[Task to carry out]
Write out the material again word for word, dropping any images it holds.

[Supplied material]
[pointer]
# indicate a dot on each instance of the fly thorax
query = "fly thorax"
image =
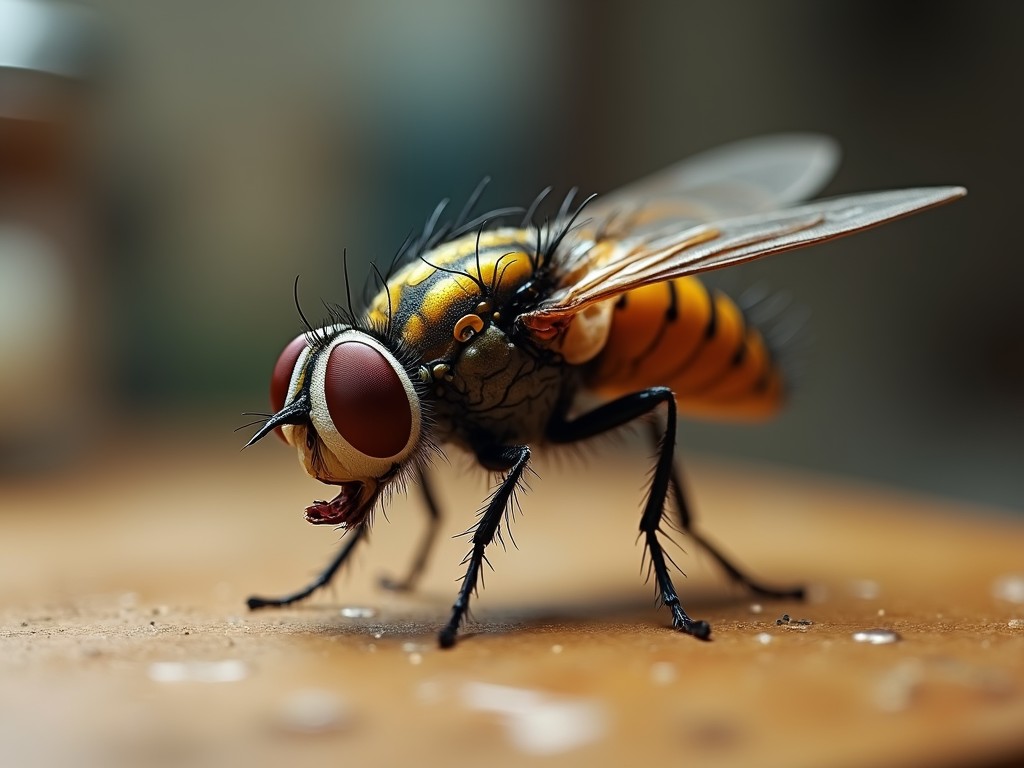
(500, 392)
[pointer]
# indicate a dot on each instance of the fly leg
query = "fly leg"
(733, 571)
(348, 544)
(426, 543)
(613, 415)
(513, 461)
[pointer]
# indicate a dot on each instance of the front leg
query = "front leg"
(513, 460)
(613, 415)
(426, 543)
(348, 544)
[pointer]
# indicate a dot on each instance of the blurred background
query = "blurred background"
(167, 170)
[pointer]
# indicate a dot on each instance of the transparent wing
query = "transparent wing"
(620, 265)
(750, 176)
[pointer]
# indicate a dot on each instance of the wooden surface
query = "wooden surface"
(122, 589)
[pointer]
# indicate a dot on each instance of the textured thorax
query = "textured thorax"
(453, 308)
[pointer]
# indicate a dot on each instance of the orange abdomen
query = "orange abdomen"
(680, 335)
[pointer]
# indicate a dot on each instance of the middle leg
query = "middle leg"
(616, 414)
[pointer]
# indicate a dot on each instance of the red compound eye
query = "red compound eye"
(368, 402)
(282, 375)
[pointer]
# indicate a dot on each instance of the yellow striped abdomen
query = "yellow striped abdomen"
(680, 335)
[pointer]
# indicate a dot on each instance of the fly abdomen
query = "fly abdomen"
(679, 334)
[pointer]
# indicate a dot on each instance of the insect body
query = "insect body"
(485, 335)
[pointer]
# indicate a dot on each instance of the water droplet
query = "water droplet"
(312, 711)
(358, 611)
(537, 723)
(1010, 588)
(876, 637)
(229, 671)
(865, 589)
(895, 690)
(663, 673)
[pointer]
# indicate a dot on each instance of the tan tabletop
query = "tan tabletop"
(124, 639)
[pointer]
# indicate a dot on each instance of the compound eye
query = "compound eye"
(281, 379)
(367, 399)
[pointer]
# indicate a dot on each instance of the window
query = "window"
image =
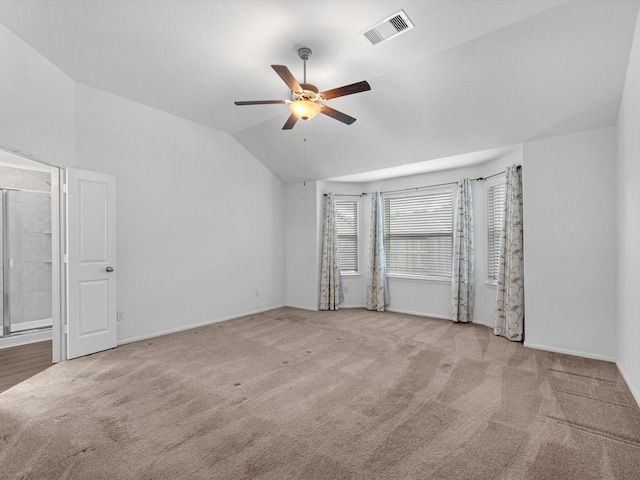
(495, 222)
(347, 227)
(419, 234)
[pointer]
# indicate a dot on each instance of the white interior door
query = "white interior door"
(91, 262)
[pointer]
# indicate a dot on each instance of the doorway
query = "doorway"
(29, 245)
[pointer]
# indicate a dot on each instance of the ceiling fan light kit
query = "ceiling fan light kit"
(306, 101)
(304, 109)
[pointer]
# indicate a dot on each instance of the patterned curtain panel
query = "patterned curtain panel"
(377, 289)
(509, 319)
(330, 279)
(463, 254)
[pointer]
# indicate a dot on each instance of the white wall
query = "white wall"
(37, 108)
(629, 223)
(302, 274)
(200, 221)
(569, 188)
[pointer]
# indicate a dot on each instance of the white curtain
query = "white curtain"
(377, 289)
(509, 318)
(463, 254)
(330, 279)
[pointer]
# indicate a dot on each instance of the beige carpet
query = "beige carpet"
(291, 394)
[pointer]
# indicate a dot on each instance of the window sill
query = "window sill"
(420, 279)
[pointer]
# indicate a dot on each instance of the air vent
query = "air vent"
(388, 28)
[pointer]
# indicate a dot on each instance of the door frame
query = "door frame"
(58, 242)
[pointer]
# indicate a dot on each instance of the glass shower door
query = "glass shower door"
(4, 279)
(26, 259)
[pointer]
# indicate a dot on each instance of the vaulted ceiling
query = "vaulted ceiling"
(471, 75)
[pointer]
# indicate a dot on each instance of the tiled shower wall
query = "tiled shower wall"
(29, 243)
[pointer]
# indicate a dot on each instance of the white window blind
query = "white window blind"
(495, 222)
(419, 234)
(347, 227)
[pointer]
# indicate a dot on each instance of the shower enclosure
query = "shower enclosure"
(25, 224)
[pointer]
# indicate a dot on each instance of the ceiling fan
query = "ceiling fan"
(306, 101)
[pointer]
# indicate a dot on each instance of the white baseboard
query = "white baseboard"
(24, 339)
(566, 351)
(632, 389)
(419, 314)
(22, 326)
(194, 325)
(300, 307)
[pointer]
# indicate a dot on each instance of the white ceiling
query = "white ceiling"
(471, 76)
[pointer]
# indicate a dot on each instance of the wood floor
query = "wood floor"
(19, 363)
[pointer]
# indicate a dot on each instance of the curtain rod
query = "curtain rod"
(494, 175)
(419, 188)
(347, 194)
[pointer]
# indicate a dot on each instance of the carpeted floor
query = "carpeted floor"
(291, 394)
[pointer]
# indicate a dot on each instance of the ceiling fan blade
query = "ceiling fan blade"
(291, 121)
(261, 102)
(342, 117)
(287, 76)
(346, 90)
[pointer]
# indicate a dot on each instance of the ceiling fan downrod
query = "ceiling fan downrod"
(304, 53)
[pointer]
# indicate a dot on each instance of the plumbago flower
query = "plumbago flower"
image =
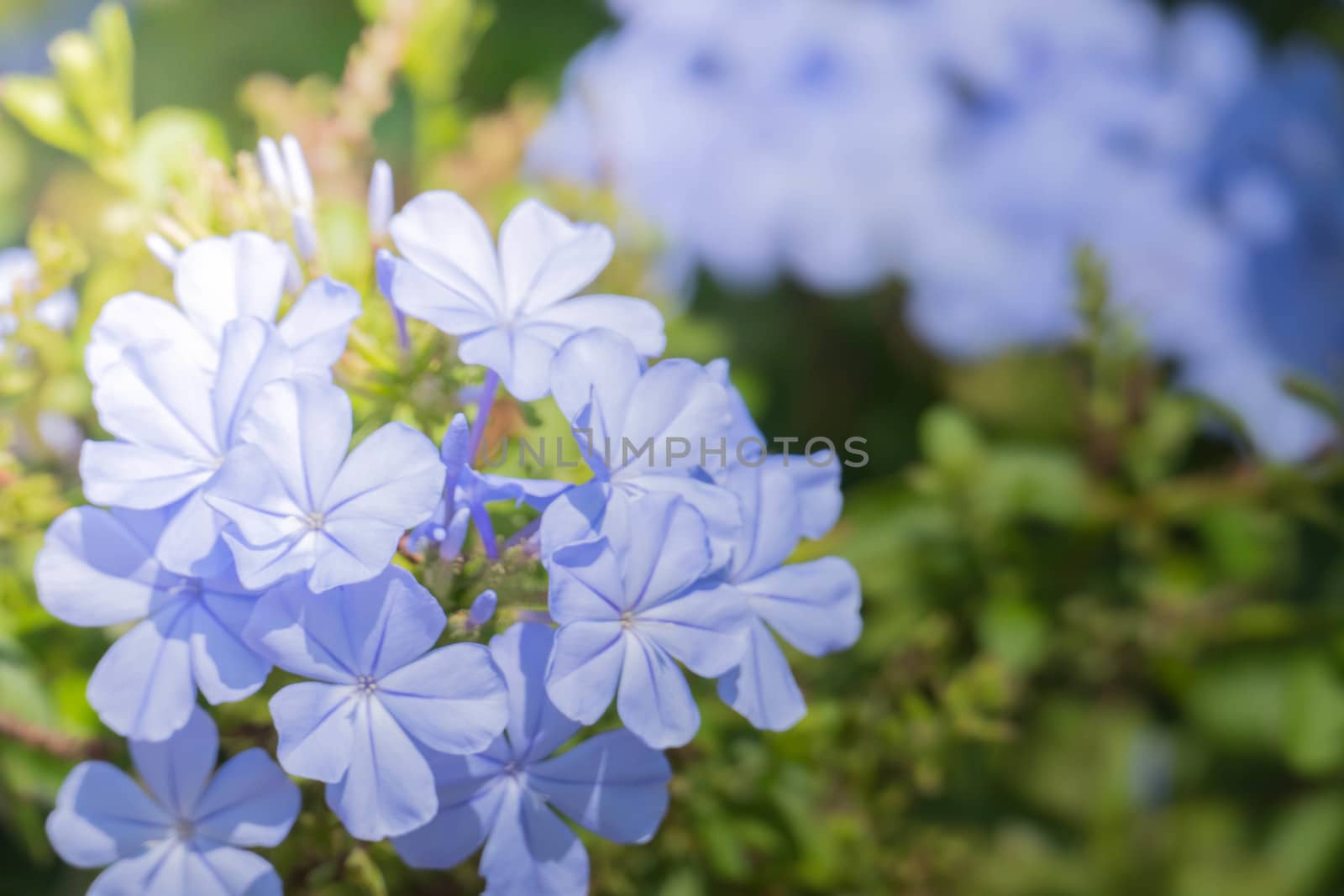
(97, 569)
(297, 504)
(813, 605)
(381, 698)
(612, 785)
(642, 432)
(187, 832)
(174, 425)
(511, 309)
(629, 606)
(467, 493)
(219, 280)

[Solved exercise]
[pointer]
# indicate a dot on each instance of the fly thorax
query = "fly thorax"
image =
(500, 392)
[pointer]
# indicate a dot on each instance of the fly leg
query = "fly leg"
(733, 571)
(348, 544)
(426, 543)
(613, 415)
(513, 461)
[pointer]
# indicate a dot on each instance of the front leg
query = "front leg"
(513, 460)
(613, 415)
(426, 543)
(348, 544)
[pointer]
# indicate a dot on each instance of the blurred background
query = "blurred background"
(167, 170)
[pointer]
# indicate a dot on each instance of the transparent wing
query = "transparent wing"
(620, 265)
(750, 176)
[pointer]
# indicate a dot on each instance of the wooden surface
query = "wooden surface"
(122, 589)
[pointer]
# indicate a dot on each instance of the textured thorax
query = "textured thorax"
(453, 308)
[pointer]
# indicate a dot on each instance of the orange abdomen
query = "orange abdomen"
(680, 335)
[pointer]
# indicate a dot on each instance of the middle leg
query = "middle leg"
(616, 414)
[pointer]
# indicate a dot on each instance of the red compound eye
query = "red compound eye"
(368, 402)
(282, 375)
[pointer]
# indicate a dot on each instance of the yellow striped abdomen
query = "yellow striped abdomen"
(680, 335)
[pointer]
# indicate a dot on each instance of the fly abdomen
query = "fly abdomen"
(679, 334)
[pointer]
# indicate a dot on each instance of the insect body
query = "insect body"
(485, 335)
[pointer]
# indicate a dot on each instance of the water droplet
query = "water droplet"
(312, 711)
(358, 611)
(537, 723)
(1010, 588)
(876, 637)
(229, 671)
(865, 589)
(895, 690)
(663, 673)
[pointer]
# indicate a dot on each instance of the tan tabletop
query = "tan tabletop"
(124, 639)
[pointer]
# indicate a dot on each instance of the compound eye
query = "compound eye"
(281, 379)
(367, 399)
[pointer]
# indicate a dot on each instance of the window
query = "window"
image =
(495, 222)
(347, 227)
(419, 234)
[pointer]
# indicate a dot on each instance of the white interior door
query = "white interior door"
(91, 262)
[pointer]
# indicate a dot on each instance of the doorway
query = "doorway"
(29, 245)
[pointer]
# indicate a dot on each instance of the ceiling fan light kit
query = "ceiling fan light kit"
(306, 101)
(304, 109)
[pointer]
# indicate a dot on each instance of the patterned curtain panel
query = "patterned curtain panel"
(377, 289)
(509, 319)
(330, 279)
(463, 254)
[pointer]
# indicate a dot on each instance of the white wall
query = "white wall"
(37, 108)
(629, 223)
(302, 274)
(200, 221)
(569, 188)
[pointer]
# indicate a dot on each instance of the white curtain
query = "white curtain"
(377, 289)
(509, 318)
(463, 254)
(330, 279)
[pointer]
# indicate a dot on each instance of the beige carpet
query = "beige carpet"
(291, 394)
[pointer]
# indicate a dot on each instance of the window sill
query = "window sill"
(420, 279)
[pointer]
# indicate a dot on each instance of the air vent
query = "air vent"
(388, 28)
[pointer]
# indicate a dot on each instance of the door frame
query = "door frame"
(58, 242)
[pointer]
# indicate a dot on each instance of the glass shower door
query = "glass shower door"
(4, 279)
(26, 259)
[pointer]
# indicate a dot on each instance of the vaulted ceiling
query = "vaulted ceiling"
(471, 75)
[pointer]
# indicate a dot on each instance of the tiled shower wall
query = "tiled shower wall"
(29, 243)
[pointer]
# indicate a dot on each instance of the white window blind
query = "white window blind"
(495, 222)
(419, 234)
(347, 227)
[pointer]
# indicate a dot on each instance of the shower enclosure
query = "shower enclosure"
(25, 224)
[pointer]
# indicate a dot on each instance of the ceiling fan
query = "ceiling fan"
(306, 101)
[pointer]
# indicate a dot on each instance of the white baseboard
query = "white baseboard"
(24, 339)
(566, 351)
(632, 389)
(419, 314)
(22, 326)
(194, 325)
(300, 307)
[pointer]
# indicate a dot on each instance of the white ceiling
query = "white ceiling"
(471, 76)
[pointer]
# indicate a dot on each instance of the wood floor
query = "wood floor"
(19, 363)
[pointer]
# indicate a dot on each instance of the curtain rod
query = "curtain rod"
(494, 175)
(419, 188)
(347, 194)
[pointer]
# indicate a dot on each instance of the carpeted floor
query = "carpeted floor"
(291, 394)
[pointer]
# indicate a dot on each instance of the ceiling fan blade
query = "ceiling fan blade"
(291, 121)
(261, 102)
(342, 117)
(287, 76)
(346, 90)
[pointer]
# indicate a dot on each instance of the ceiling fan downrod
query = "ceiling fan downrod"
(304, 53)
[pointer]
# indicate a dot on each instance of the plumbago flower
query = "plumbago flower"
image =
(97, 569)
(297, 504)
(813, 605)
(381, 698)
(612, 785)
(642, 432)
(187, 832)
(174, 425)
(511, 309)
(629, 606)
(467, 493)
(219, 280)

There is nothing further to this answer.